→ SELECTION
____

Urbanites try to come to some understanding of these events. The very act of telling these stories is an important way for narrators to work out a meaning for them. Stories help New Yorkers and others attempt to understand how violence and urban crime affect them and others in their social network, and to allow them a chance to work out a meaning for these extraordinary events in a collaborative way.
In many cases, when a narrator tells the story of another victim, he or she is using the victim’s experiences to devise meaning for him- or herself. For example, when Toby Wolf told the story previously cited, she was trying to understand in her anguish how such an awful event could have occurred; and like other narrators and victims, she could find no satisfactory answer.

____

→ PROVIDED DATA
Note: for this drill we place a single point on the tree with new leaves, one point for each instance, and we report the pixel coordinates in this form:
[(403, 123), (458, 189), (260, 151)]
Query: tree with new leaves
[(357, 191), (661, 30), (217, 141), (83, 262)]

____

→ THE TASKS
1 - Print everything in the passage on urban crime stories from "In many cases, when" down to "no satisfactory answer.".
2 - Based on the passage on urban crime stories, does each statement agree with it? Answer yes or no for each and quote the words that decide it.
(a) Telling these stories is a way for narrators to work out a meaning for them.
(b) Toby Wolf found a satisfactory answer to how the event could have occurred.
(c) Stories give people a chance to work out a meaning for these events only on their own, not with others.

→ ANSWERS TO THE EXERCISE
1 -
In many cases, when a narrator tells the story of another victim, he or she is using the victim’s experiences to devise meaning for him- or herself. For example, when Toby Wolf told the story previously cited, she was trying to understand in her anguish how such an awful event could have occurred; and like other narrators and victims, she could find no satisfactory answer.

2 -
(a) Yes: "The very act of telling these stories is an important way for narrators to work out a meaning for them."
(b) No: "she could find no satisfactory answer."
(c) No: "to work out a meaning for these extraordinary events in a collaborative way."